------ DATA TO PROCESS ------
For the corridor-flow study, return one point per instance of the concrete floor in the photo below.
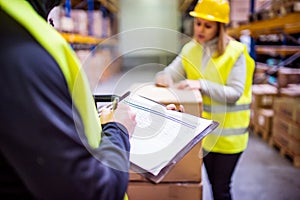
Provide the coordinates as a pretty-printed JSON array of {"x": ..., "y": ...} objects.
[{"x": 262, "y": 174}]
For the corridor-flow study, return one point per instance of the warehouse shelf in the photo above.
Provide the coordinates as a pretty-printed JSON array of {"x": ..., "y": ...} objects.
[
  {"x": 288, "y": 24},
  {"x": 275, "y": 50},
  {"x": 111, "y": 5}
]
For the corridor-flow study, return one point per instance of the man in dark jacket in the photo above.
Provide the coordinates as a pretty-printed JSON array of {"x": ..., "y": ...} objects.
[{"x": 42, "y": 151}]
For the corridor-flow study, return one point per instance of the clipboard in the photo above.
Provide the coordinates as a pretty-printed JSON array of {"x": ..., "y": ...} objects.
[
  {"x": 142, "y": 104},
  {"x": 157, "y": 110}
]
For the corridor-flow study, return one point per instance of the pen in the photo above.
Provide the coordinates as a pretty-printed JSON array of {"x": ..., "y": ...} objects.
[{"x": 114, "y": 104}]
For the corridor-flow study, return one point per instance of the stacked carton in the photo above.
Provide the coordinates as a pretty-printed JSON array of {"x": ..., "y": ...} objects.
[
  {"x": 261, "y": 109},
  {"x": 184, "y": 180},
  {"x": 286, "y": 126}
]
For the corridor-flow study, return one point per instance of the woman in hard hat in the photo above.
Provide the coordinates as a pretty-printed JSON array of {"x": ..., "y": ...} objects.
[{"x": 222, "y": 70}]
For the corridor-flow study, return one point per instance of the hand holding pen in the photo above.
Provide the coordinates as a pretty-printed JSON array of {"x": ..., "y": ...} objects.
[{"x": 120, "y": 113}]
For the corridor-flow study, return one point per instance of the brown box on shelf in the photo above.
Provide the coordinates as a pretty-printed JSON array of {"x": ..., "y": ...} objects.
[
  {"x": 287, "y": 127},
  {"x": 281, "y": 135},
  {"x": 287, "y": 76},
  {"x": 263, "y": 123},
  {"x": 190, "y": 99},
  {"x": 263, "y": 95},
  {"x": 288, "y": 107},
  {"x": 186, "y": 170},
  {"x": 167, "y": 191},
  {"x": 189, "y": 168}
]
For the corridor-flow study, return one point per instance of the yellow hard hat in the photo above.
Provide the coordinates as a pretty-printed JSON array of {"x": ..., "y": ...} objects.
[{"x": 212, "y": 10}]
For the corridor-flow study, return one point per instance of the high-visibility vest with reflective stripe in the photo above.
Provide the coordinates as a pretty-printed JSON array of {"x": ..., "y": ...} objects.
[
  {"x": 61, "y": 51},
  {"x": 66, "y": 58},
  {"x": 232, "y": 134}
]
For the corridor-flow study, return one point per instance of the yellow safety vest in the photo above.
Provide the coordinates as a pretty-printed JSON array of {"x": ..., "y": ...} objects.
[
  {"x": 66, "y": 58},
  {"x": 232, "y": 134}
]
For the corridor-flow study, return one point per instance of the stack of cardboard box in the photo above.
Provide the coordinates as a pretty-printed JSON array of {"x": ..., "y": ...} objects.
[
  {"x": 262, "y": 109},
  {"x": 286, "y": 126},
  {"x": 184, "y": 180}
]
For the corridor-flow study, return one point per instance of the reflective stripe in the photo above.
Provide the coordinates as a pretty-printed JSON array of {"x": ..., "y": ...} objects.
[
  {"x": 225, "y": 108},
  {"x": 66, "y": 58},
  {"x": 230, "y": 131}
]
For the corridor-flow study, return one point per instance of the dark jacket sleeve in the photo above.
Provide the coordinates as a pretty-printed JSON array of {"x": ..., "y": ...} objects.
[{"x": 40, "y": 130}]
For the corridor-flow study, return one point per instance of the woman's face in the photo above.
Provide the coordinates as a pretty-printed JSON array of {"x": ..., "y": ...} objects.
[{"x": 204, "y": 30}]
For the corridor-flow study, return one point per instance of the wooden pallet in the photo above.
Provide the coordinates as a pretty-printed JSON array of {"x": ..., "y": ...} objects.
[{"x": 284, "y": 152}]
------
------ DATA TO PROCESS ------
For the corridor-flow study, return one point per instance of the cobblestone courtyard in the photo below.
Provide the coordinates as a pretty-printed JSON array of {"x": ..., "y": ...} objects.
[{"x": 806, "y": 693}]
------
● EXERCISE DETAILS:
Count the lines in the items above that contain the word "reflective", treating uppercase and lowercase as distinct, and give only that number.

● THE RESULT:
2